Extract to read:
--------------------

The movie not only stars real-life father and daughter Adam and Sunny Sandler, but also Sadie Sandler as Stacy's sister Ronnie, and mom Jackie Sandler as Lydia's mom Gabi Rodriguez Katz. What stood out to you watching Adam, Jackie, Sunny, and Sadie work together and play off of each other in scenes?

It's kind of this magic. I don't think I'll ever experience something quite like this [again]. It's almost surreal because, first off, the Sandlers just made me a part of the family. I never felt like the outsider, I never felt like a guest. And what's incredible to watch is they do that with community. I think community and family are such pillars of being a Jewish person, and the Sandlers have this way of really making everyone feel like family and feel at home. And there's this sense of ease and show up as you are. When you feel like you're around family, you can just be more yourself. And that, I think, elicits just funnier jokes and there's less of a filter on everything. You can kind of just drop your shoulders and relax and have fun.

Adam is doing everything right. He's producing, he's acting, he's being a dad. The whole family — him, the girls, Jackie — they're all really talented and they are the most hardworking group of people I think I've ever met. And Sadie and Sunny in particular were really interested in the filmmaking.... The cast of kids as a whole, some of them want to be writers and directors, and that was just a fun thing too, to see and help foster that kind of creative itch as well.

You Are So Not Invited To My Bat Mitzvah
You Are So Not Invited To My Bat Mitzvah

Courtesy of Netflix Sunny Sandler, Samantha Lorraine, Sadie Sandler, Zaara Kuttemperoor, Idina Menzel, and Adam Sandler in 'You Are So Not Invited to My Bat Mitzvah'

What preparation went into the big fight scene between Danny and Stacy?

I love those real grounded, dramatic scenes. In a really sweet way they dropped into the characters and they did the scene, but there was this moment from Sunny of, I don't want to fight with my dad, I love my dad. But she's clearly gotten the Sandler gene. You hear some of that dialogue off camera when we hop downstairs and we did film the whole scene just so that we could really do that through and through and let them live in that heated tense moment that we've all had with our parents.

How did you go about capturing the emotional moments in the movie — the lake scene, Stacy and Lydia's falling out, etc. — to make them feel real yet palatable for a younger audience? 

As far as making everything real, I think leaning into how heightened all of these emotions feel when you're 13, everything feels bigger because oftentimes it's the first time you're experiencing these heightened situations or emotional states, and the first time is always kind of the biggest peak. I wanted to foster a really safe environment where they could just let it out and there was no filter, there was no block. I love working with young talent, partially because they don't have the adult filter on yet, and they are a little more free somehow — it's a really wonderful thing. But the kids got to know each other starting with rehearsals and them forming these real relationships and spending time together. This is a comedy, but I think oftentimes our minds become so binary: It's comedy or drama. And I actually think the world is not that binary, and you can't have one without the other.

--------------------

Excerpted records:
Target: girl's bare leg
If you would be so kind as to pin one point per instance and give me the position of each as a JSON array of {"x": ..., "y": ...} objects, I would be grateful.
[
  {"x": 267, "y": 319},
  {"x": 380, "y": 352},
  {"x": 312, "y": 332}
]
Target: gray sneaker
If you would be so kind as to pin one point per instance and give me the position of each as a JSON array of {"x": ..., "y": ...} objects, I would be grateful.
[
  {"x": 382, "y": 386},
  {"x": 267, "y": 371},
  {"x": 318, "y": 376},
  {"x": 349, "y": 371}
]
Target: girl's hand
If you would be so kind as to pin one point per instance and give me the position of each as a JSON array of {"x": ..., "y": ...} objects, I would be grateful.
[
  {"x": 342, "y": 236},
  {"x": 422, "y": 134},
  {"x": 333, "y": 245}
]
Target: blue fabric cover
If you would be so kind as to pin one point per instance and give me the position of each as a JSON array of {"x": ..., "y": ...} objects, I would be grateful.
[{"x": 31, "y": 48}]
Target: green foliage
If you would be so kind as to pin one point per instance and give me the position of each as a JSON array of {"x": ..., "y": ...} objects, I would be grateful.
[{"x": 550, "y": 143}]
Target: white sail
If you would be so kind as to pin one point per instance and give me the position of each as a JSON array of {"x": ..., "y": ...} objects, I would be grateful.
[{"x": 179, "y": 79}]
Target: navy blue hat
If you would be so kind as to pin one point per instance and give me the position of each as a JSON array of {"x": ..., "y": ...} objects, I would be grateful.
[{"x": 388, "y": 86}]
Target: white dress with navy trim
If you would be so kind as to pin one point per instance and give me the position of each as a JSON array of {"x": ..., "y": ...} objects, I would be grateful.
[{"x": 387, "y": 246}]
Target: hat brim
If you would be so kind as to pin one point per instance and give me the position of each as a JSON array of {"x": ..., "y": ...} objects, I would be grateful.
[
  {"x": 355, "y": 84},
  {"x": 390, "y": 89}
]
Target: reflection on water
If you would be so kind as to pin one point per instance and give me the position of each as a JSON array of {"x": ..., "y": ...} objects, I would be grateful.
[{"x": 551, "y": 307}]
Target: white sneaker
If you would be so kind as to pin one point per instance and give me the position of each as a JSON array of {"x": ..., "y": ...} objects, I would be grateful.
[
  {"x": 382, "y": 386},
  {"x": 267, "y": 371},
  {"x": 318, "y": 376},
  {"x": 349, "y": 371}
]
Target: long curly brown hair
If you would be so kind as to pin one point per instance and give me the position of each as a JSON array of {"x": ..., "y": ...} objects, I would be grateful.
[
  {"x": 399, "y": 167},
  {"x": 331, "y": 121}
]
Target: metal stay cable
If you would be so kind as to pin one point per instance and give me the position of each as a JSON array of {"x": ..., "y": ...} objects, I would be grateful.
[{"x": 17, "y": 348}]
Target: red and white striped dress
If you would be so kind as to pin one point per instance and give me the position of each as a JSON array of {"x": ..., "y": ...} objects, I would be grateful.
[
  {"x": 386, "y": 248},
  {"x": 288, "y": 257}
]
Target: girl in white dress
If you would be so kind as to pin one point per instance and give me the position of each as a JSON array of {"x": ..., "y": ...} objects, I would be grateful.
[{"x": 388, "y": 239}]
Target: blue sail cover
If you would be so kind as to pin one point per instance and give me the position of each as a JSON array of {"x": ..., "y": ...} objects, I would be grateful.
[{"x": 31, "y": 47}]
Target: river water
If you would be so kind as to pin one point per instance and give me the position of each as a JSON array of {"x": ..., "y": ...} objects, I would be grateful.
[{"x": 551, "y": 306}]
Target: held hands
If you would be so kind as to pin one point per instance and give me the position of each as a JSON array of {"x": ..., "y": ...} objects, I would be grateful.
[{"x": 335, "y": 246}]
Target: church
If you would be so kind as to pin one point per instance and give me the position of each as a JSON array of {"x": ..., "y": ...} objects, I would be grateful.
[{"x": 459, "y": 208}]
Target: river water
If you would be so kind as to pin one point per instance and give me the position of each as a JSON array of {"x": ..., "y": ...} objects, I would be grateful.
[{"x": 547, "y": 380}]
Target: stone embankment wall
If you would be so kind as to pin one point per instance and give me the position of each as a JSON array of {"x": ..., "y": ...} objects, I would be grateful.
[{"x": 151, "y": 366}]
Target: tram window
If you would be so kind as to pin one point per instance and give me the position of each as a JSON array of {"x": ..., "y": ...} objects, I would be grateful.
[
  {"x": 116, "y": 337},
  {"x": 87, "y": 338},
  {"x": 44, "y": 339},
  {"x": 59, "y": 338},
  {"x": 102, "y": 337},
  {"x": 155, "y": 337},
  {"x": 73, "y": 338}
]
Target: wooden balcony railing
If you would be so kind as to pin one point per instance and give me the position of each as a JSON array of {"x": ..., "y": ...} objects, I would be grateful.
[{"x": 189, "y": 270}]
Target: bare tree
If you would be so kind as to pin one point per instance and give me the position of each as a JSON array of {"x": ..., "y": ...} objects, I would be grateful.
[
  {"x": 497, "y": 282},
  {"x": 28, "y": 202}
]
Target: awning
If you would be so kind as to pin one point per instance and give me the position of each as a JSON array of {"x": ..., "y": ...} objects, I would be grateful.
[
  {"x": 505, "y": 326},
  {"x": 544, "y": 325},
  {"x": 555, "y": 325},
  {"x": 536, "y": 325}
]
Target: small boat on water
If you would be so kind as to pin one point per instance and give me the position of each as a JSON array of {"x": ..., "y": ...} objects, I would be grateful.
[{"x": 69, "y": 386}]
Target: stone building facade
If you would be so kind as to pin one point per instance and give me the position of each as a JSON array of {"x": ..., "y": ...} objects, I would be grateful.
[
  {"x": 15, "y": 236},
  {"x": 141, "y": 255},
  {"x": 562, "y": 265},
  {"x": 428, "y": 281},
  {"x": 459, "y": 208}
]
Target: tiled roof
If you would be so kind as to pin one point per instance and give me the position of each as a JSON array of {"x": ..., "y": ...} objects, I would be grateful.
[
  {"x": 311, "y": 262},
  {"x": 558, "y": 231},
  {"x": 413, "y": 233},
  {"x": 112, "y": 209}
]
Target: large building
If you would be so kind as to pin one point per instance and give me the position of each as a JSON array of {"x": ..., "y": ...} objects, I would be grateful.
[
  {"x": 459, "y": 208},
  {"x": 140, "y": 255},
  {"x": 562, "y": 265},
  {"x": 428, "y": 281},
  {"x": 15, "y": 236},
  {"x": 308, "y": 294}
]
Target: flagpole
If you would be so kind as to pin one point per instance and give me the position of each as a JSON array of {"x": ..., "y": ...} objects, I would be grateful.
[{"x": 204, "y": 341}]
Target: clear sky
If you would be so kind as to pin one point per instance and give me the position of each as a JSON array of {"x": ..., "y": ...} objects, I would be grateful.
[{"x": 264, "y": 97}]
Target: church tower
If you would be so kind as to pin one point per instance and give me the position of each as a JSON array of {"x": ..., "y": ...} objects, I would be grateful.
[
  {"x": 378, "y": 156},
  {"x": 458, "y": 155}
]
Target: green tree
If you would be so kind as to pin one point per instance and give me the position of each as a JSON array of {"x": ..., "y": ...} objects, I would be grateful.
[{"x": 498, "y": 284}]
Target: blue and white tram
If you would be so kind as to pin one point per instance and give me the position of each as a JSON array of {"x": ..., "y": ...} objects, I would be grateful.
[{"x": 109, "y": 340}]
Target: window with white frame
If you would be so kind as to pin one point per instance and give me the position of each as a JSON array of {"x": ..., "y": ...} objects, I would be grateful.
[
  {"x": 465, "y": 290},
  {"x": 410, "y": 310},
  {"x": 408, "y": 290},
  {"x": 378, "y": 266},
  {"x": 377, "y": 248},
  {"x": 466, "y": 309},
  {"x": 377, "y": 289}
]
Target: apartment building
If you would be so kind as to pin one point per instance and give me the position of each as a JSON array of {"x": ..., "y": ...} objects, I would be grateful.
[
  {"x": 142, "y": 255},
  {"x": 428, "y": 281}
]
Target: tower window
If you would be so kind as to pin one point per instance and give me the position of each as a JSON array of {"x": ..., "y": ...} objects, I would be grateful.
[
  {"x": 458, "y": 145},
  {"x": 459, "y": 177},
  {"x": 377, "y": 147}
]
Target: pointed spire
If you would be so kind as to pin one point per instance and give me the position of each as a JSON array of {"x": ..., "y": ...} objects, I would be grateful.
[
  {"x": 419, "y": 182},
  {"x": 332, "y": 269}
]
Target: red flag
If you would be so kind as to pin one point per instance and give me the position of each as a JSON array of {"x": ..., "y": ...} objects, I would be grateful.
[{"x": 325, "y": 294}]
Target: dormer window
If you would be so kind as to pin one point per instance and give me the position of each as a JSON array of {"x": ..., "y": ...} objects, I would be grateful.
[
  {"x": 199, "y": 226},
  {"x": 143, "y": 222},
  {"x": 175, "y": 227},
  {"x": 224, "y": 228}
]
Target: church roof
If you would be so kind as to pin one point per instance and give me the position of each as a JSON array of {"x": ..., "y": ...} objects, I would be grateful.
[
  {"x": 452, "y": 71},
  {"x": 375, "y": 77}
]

--------------------

Goals:
- a) In the interview, who plays Stacy's sister Ronnie?
- b) Copy the interview text between "I love those" and "with our parents.", inclusive.

Set of answers:
- a) Sadie Sandler

- b)
I love those real grounded, dramatic scenes. In a really sweet way they dropped into the characters and they did the scene, but there was this moment from Sunny of, I don't want to fight with my dad, I love my dad. But she's clearly gotten the Sandler gene. You hear some of that dialogue off camera when we hop downstairs and we did film the whole scene just so that we could really do that through and through and let them live in that heated tense moment that we've all had with our parents.